[BEGIN Information supplied]

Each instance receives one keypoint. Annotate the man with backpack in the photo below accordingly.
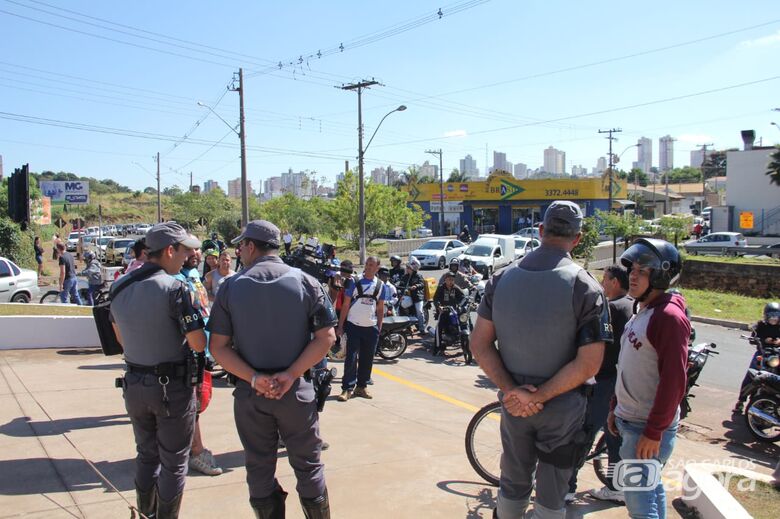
(361, 318)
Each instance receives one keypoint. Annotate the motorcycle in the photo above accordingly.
(454, 328)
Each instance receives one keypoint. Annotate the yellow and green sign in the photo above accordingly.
(506, 188)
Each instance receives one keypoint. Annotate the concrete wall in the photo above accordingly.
(751, 280)
(46, 331)
(748, 188)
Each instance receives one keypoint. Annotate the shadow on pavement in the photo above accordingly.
(23, 427)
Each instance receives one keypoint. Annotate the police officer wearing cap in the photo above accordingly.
(550, 342)
(157, 325)
(280, 324)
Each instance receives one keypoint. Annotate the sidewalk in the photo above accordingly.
(400, 455)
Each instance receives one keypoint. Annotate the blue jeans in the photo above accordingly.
(595, 420)
(644, 504)
(70, 287)
(361, 346)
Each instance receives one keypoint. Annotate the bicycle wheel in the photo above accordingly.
(483, 442)
(52, 296)
(598, 455)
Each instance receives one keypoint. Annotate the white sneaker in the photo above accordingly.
(606, 494)
(205, 464)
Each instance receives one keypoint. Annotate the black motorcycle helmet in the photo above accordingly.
(772, 311)
(660, 256)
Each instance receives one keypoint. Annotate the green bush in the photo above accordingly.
(16, 245)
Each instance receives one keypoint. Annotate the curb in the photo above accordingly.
(721, 322)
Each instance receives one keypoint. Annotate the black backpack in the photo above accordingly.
(101, 312)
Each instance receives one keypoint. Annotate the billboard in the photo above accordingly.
(68, 191)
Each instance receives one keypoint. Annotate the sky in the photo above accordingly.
(98, 88)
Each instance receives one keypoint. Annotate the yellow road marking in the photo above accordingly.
(427, 391)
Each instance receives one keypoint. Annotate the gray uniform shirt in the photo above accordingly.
(152, 315)
(270, 310)
(541, 306)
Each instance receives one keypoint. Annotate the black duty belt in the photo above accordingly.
(164, 369)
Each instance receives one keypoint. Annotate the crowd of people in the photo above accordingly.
(615, 356)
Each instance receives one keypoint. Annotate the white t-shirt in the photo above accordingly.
(362, 311)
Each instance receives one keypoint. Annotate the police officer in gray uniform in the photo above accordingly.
(280, 323)
(551, 321)
(156, 324)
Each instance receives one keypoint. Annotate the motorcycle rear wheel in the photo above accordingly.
(392, 346)
(761, 429)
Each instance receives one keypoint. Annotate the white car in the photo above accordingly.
(17, 285)
(438, 252)
(525, 245)
(716, 239)
(529, 232)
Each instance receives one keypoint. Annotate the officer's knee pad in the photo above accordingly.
(566, 456)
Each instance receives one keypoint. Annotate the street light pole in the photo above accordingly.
(441, 189)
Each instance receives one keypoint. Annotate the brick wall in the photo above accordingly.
(761, 281)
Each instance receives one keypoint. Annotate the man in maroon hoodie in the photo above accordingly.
(651, 376)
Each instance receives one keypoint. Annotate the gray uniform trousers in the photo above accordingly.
(260, 422)
(162, 439)
(521, 438)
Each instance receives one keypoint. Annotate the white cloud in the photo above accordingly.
(772, 39)
(694, 138)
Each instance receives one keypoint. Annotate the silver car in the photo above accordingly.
(17, 285)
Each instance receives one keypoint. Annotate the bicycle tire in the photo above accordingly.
(52, 296)
(484, 463)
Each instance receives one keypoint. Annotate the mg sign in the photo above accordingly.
(71, 191)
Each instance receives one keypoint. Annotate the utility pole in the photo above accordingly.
(703, 175)
(611, 165)
(441, 189)
(159, 201)
(361, 194)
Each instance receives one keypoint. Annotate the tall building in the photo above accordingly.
(234, 188)
(521, 170)
(554, 161)
(499, 161)
(601, 166)
(644, 154)
(468, 167)
(665, 153)
(210, 185)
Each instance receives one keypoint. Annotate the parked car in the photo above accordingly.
(525, 245)
(529, 232)
(115, 249)
(73, 241)
(438, 252)
(490, 252)
(716, 239)
(17, 285)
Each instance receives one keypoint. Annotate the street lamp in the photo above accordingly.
(361, 190)
(241, 137)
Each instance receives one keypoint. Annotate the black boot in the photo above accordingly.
(146, 502)
(168, 509)
(271, 507)
(317, 507)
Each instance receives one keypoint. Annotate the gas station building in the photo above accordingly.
(503, 204)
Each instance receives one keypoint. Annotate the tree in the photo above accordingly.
(773, 168)
(457, 176)
(385, 206)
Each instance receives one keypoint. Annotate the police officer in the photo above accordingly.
(280, 323)
(157, 325)
(550, 342)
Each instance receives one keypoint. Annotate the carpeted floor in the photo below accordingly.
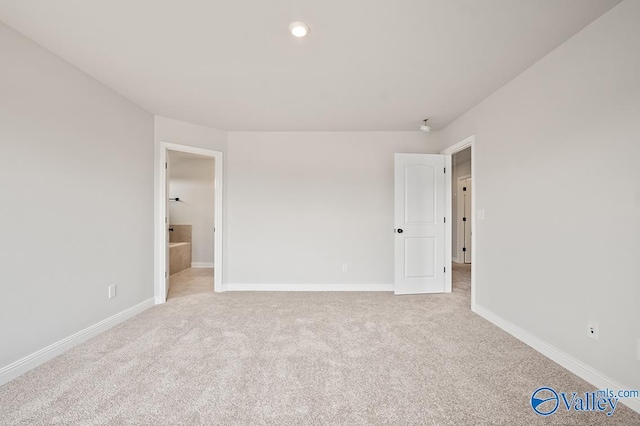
(296, 359)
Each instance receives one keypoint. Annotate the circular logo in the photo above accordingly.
(545, 401)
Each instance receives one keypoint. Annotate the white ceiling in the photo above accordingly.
(366, 64)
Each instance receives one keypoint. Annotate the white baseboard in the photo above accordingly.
(202, 264)
(597, 379)
(29, 362)
(308, 287)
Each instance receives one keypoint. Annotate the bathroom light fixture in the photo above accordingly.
(299, 29)
(424, 126)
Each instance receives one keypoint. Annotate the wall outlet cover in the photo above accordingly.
(592, 329)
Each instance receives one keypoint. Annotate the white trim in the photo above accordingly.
(30, 362)
(596, 378)
(202, 264)
(160, 290)
(448, 276)
(463, 144)
(460, 211)
(308, 287)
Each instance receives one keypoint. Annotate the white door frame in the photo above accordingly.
(460, 215)
(463, 144)
(161, 213)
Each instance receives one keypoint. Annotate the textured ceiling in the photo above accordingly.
(366, 64)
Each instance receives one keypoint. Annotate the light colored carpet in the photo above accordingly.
(299, 358)
(190, 281)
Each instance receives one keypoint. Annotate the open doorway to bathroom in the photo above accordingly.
(188, 221)
(191, 214)
(463, 217)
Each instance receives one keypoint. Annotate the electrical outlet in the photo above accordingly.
(592, 329)
(112, 291)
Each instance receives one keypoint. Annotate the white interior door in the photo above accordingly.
(467, 194)
(167, 222)
(419, 223)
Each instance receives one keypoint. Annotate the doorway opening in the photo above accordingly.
(462, 238)
(189, 222)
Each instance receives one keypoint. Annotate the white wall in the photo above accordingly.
(182, 133)
(557, 174)
(77, 204)
(192, 180)
(301, 204)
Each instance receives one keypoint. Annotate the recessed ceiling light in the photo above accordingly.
(425, 127)
(299, 29)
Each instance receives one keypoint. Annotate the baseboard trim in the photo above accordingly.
(308, 287)
(202, 264)
(596, 378)
(30, 362)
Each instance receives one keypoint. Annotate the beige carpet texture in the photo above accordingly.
(299, 359)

[END Information supplied]

◆ Task instructions
Copy all of the material above line for line, without changing anything, and omit the pictures from your answer.

◆ Reply to the exercise
Each instance receives one keypoint. Annotate the man with backpack in the photo below accordingly.
(361, 318)
Each instance receives one keypoint. Annotate the motorcycle in the photo above accordingly.
(454, 328)
Each instance receives one keypoint. Annotate the yellow and green sign in the photo above accordingly.
(506, 188)
Each instance receives one keypoint. Annotate the concrete wall in the photo above accordingly.
(751, 280)
(46, 331)
(748, 188)
Each instance receives one keypoint. Annotate the shadow on pavement in the photo above accordingly.
(23, 427)
Each instance receives one keypoint. Annotate the police officer wearing cap in the photo above accordingly.
(550, 342)
(157, 325)
(280, 324)
Each instance receives one keypoint. Annotate the sidewalk in the photo above accordingly.
(400, 455)
Each instance receives one keypoint. Annotate the blue jeans in the photo above accordingly.
(595, 420)
(644, 504)
(70, 287)
(361, 346)
Each instance receives one keypoint. Annotate the bicycle wheel in the photo above accordingly.
(483, 442)
(52, 296)
(598, 455)
Each instance receives one keypoint. Annotate the white sneaker in the photo above accordingly.
(606, 494)
(205, 464)
Each instance receives one keypoint. Annotate the black motorcycle helmet in the photo above accordingly.
(772, 311)
(660, 256)
Each instance receives one keypoint. Annotate the green bush in the photo above accordingly.
(16, 245)
Each instance receives one keypoint. Annotate the curb in the photo above accordingly.
(721, 322)
Each instance receives one keypoint. Annotate the black backpack in the photo above accordingly.
(101, 312)
Each instance receives one keypoint. Annotate the billboard in the photo above accordingly.
(68, 191)
Each instance receives one keypoint. Annotate the sky in the photo above accordingly.
(98, 88)
Each instance receives one keypoint. Annotate the yellow road marking in the photo above accordingly.
(427, 391)
Each instance receives one keypoint. Annotate the gray uniform shirt in the photo above accordingly.
(152, 315)
(270, 310)
(541, 306)
Each instance receives one keypoint. Annotate the black duty belt in the photo above accordingly.
(164, 369)
Each instance receives one keypoint. Annotate the crowd of people in the photo above accordingly.
(615, 356)
Each instance receives one keypoint. Annotate the white t-shirt in the photo above accordingly.
(362, 311)
Each instance receives one keypoint. Annotate the police officer in gray uniform in the photo above accordingly.
(280, 323)
(551, 321)
(156, 324)
Each instance receives one keypoint. Annotate the motorcycle rear wheel in the photo above accordingly.
(392, 346)
(761, 429)
Each instance receives one keypoint. Annotate the white car in the photo above accordingly.
(17, 285)
(438, 252)
(525, 245)
(716, 239)
(529, 232)
Each instance receives one keypoint. Annotate the officer's knee pad in the photo above accordingly.
(566, 456)
Each instance receives one keypoint. Annotate the street light pole in the photo above accordingly.
(441, 189)
Each instance receives one keypoint. Annotate the brick wall in the photo above accordingly.
(761, 281)
Each instance receives one keypoint. Annotate the man in maroon hoodie in the photo above accordingly.
(651, 376)
Each instance receives one keypoint. Annotate the gray uniform trousers in the photo above accordingly.
(260, 422)
(162, 439)
(521, 438)
Each instance receives one keypoint. Annotate the white cloud in the photo above accordingly.
(772, 39)
(694, 138)
Each instance receives one keypoint. Annotate the silver car in the photo above accordingly.
(17, 285)
Each instance receives one keypoint. Annotate the bicycle tire in the photo above accordingly.
(52, 296)
(484, 463)
Each instance receives one keypoint. Annotate the mg sign in the photo above accordingly.
(71, 191)
Each instance receives one keypoint. Annotate the utility pole in the photo above accordingly.
(703, 175)
(611, 165)
(441, 189)
(159, 201)
(361, 194)
Each instance receives one keypoint. Annotate the tall building in the photo above accordingly.
(234, 188)
(521, 170)
(554, 161)
(499, 161)
(601, 166)
(644, 154)
(468, 167)
(665, 153)
(210, 185)
Each instance receives one keypoint. Annotate the parked car in the photo above accordingly.
(525, 245)
(529, 232)
(115, 249)
(73, 241)
(438, 252)
(490, 252)
(716, 239)
(17, 285)
Each instance receives one keypoint. Annotate the street lamp in the photo above accordingly.
(361, 190)
(241, 137)
Each instance receives one keypoint. Annotate the black boot in the photo above accordingly.
(146, 502)
(168, 509)
(271, 507)
(317, 507)
Each instance receives one keypoint. Annotate the gas station building in the photo above accordingly.
(503, 204)
Each instance receives one keypoint. Annotate the tree in the photo above accordingly.
(773, 168)
(457, 176)
(385, 206)
Each instance receives one keypoint. Annotate the police officer in the photo above accordingly.
(280, 323)
(157, 325)
(550, 342)
Each instance receives one keypoint. Annotate the carpeted floor in the photo below accordingly.
(296, 359)
Each instance receives one keypoint. Annotate the circular logo in the photo above accordingly.
(545, 401)
Each instance receives one keypoint. Annotate the white ceiling in the photo above accordingly.
(366, 64)
Each instance receives one keypoint. Annotate the white baseboard in the photo above accordingly.
(202, 264)
(597, 379)
(29, 362)
(308, 287)
Each instance receives one keypoint. Annotate the bathroom light fixture in the photo above accordingly.
(299, 29)
(424, 126)
Each instance receives one keypoint. Annotate the wall outlet cover in the photo above accordingly.
(592, 329)
Each instance receives one keypoint. Annotate the white trim in the photo above accordingly.
(30, 362)
(596, 378)
(202, 264)
(160, 290)
(448, 276)
(463, 144)
(460, 211)
(308, 287)
Each instance receives one keypoint. Annotate the white door frame in the photo above accordingly.
(460, 215)
(463, 144)
(161, 213)
Each instance receives one keypoint. Annotate the textured ceiling in the photo above accordingly.
(366, 64)
Each instance receives one keypoint. Annotate the light colored carpet in the photo above accordingly.
(299, 358)
(190, 281)
Each instance receives one keypoint. Annotate the open doorway to bathroom in the photo above accordingly.
(188, 221)
(191, 214)
(463, 217)
Each instance receives one keypoint. Annotate the electrical outlet in the photo above accordingly.
(592, 329)
(112, 291)
Each instance receives one keypoint. Annotate the white interior door in the photo above accordingly.
(467, 194)
(167, 222)
(419, 223)
Each instance receives one keypoint. Annotate the doorway opening in the photo above accordingly.
(462, 238)
(189, 222)
Each instance receives one keypoint. Annotate the white wall in the photo above accordingly.
(182, 133)
(557, 174)
(77, 204)
(192, 180)
(301, 204)
Each instance receives one keypoint. Annotate the recessed ceiling light in the photo above accordingly.
(425, 127)
(299, 29)
Each instance receives one keypoint. Annotate the baseboard trim in the photo above accordingly.
(308, 287)
(202, 264)
(596, 378)
(30, 362)
Each instance receives one keypoint. Annotate the beige carpet texture in the photo above accordingly.
(299, 359)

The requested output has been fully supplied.